* [PROVIDED RECORDS]
● ● ● ● ●

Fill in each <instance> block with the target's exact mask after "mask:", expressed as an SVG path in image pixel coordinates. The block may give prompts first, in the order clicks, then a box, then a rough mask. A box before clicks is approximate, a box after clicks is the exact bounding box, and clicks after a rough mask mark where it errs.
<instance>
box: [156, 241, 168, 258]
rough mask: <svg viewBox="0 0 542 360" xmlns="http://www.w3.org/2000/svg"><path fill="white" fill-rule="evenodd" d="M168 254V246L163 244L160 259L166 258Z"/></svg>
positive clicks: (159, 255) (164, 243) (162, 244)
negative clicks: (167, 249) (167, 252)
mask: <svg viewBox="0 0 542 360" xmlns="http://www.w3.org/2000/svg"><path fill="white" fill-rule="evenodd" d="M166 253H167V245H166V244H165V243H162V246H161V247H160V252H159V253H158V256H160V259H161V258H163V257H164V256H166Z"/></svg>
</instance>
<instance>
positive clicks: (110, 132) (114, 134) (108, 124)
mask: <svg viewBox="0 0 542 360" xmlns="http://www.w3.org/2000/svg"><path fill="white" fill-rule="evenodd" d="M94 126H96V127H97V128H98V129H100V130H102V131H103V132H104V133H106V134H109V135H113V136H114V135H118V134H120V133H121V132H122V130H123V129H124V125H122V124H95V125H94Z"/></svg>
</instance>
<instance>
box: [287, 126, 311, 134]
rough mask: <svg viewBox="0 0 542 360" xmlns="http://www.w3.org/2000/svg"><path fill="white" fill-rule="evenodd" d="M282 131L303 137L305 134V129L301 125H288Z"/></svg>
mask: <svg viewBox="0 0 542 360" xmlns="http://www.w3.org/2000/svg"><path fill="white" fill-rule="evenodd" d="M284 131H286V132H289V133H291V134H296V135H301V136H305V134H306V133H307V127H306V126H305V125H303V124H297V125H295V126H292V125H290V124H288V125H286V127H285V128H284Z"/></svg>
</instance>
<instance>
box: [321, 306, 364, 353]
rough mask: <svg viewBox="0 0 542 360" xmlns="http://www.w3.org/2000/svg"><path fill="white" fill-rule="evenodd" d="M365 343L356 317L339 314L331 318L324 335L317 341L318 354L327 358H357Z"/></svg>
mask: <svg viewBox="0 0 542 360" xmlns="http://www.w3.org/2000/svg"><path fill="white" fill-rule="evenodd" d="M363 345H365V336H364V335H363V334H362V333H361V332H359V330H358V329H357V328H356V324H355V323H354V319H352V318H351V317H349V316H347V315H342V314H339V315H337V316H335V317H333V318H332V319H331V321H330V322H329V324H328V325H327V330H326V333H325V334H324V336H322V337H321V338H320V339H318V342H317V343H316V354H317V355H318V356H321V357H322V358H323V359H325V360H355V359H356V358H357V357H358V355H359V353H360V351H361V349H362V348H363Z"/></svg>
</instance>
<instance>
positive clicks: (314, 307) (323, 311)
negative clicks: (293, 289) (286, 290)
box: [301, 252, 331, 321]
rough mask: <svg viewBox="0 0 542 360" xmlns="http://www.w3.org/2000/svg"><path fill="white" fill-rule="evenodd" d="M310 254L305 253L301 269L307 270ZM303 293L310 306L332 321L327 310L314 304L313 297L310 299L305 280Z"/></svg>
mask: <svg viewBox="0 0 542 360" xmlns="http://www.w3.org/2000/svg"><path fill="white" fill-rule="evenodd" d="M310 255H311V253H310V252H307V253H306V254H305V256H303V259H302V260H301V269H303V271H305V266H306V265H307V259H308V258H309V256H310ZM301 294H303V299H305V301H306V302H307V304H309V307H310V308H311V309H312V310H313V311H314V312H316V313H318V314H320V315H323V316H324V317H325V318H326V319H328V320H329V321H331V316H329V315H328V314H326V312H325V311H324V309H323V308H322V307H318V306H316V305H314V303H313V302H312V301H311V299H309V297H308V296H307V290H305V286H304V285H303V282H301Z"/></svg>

● ● ● ● ●

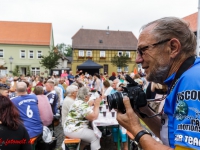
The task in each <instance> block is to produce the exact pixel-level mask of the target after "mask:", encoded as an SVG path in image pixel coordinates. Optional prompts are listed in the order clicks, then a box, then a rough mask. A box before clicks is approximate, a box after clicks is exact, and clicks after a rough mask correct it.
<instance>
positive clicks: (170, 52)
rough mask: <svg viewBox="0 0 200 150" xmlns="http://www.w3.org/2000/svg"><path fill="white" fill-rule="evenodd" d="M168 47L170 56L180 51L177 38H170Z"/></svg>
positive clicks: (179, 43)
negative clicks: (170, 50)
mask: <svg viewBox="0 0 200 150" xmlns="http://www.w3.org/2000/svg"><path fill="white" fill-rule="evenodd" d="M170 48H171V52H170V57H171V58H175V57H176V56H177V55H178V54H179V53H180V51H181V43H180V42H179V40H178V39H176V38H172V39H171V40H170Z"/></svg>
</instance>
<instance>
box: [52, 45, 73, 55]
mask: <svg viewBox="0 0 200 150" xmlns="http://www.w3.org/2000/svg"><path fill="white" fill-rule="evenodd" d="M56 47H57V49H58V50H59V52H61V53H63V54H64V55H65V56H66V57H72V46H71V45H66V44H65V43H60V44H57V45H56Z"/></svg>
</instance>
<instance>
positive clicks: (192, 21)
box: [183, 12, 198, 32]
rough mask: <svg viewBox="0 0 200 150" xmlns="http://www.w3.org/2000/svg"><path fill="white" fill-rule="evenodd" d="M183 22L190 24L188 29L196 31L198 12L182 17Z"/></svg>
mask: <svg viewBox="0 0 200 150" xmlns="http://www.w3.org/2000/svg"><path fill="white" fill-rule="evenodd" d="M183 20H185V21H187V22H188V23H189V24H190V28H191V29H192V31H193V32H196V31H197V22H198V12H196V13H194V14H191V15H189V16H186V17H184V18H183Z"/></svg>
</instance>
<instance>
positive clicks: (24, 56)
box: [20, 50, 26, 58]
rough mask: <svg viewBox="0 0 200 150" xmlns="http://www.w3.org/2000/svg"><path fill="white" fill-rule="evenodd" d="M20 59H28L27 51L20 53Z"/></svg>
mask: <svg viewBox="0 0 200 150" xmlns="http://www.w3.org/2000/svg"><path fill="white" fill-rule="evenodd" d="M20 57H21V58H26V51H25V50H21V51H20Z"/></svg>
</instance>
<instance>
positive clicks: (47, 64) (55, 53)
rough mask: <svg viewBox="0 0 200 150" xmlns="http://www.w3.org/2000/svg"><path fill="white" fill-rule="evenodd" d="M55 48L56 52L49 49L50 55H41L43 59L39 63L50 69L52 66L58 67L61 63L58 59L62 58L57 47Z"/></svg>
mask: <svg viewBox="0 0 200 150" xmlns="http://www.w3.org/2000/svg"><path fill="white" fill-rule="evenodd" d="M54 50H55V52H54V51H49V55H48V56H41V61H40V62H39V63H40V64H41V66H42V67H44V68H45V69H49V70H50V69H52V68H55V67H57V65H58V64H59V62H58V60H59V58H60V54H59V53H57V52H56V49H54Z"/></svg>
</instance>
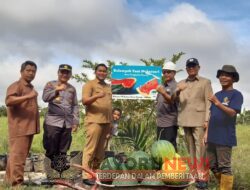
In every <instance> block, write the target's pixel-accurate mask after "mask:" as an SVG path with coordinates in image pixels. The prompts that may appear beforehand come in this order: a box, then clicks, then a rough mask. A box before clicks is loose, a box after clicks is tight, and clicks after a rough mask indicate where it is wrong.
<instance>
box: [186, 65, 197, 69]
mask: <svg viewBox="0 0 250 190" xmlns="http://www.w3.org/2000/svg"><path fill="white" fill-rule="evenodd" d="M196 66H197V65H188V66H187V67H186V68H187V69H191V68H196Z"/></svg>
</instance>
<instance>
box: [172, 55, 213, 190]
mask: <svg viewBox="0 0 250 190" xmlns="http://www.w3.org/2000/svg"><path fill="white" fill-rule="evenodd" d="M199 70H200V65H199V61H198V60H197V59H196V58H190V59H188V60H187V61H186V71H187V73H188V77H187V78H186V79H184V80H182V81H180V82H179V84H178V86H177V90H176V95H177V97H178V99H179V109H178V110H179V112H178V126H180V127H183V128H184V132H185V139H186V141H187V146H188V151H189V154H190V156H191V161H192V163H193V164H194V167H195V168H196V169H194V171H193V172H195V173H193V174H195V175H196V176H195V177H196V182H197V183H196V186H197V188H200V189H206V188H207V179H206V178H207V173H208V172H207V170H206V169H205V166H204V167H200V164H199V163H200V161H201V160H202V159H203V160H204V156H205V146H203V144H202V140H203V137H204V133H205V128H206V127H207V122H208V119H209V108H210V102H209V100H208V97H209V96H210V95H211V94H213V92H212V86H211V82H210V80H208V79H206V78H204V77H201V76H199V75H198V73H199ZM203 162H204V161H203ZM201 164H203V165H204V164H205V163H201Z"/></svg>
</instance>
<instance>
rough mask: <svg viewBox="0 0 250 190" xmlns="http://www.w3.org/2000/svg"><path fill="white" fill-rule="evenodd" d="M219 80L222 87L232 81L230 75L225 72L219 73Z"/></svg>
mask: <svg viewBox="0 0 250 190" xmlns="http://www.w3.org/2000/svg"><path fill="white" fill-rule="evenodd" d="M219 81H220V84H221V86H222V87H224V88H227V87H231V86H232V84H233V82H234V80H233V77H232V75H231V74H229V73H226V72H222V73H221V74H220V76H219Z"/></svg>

● ● ● ● ●

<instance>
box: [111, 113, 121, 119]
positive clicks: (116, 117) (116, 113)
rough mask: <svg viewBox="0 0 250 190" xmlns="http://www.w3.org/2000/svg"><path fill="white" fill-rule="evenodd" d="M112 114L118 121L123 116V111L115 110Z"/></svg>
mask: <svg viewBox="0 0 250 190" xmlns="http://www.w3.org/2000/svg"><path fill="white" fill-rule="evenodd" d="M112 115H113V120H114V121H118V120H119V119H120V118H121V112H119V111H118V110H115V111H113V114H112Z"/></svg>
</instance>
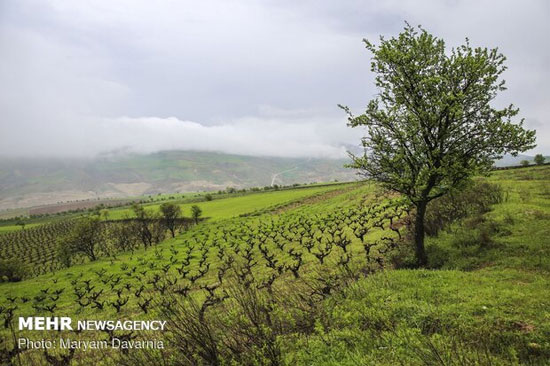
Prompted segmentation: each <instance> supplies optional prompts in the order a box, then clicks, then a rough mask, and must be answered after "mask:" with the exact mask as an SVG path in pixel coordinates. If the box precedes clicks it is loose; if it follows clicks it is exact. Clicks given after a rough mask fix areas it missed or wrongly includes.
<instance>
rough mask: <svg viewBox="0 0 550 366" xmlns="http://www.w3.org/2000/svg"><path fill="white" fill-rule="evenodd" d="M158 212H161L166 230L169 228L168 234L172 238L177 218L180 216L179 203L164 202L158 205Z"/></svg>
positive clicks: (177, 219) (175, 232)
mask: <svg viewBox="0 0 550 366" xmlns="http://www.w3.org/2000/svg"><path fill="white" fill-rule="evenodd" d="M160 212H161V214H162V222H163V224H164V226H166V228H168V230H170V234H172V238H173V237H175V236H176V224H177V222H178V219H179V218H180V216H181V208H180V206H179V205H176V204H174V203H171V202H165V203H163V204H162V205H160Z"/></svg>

● ● ● ● ●

Copy each line of the data that contains the word "order", leaving the other lines out.

Fill in each <instance> block with the target's exact mask after "mask:", expressed as an SVG path in image pixel coordinates. The block may give prompts first, in the order clicks, then a box, then a rough mask. A box before clicks is approximate, a box after clicks is the exact bounding box, and clicks after a rough mask mark where it errs.
The task in each <instance> block is to produce the exact pixel-level mask of the target after "mask:", encoded as an SVG path in image pixel coordinates. Optional prompts are listed in the order clicks, then a box, then a rough mask. A box before clicks is approximate, a box after clicks is exact, and clicks after a rough mask correct it.
In every <instance> block, write the target's pixel-accurate mask after "mask:" as an SVG path with coordinates in image pixels. The prompts that may appear beforehand come in this order: a box, then clicks, then a rough mask. A box before clicks is loose, a box after clicks is tight, and clicks after a rough mask indicate where it is wrong.
Prompted segmentation: each <instance> supplies optional prompts in the order a box, then clicks, then a rough mask, and must be answered after "mask:" with the exact mask as an SVG path in pixel coordinates. If the box precedes clicks it is loose; if it follows clicks it is exact. Clicks given after a rough mask fix areas it missed or wrongly includes.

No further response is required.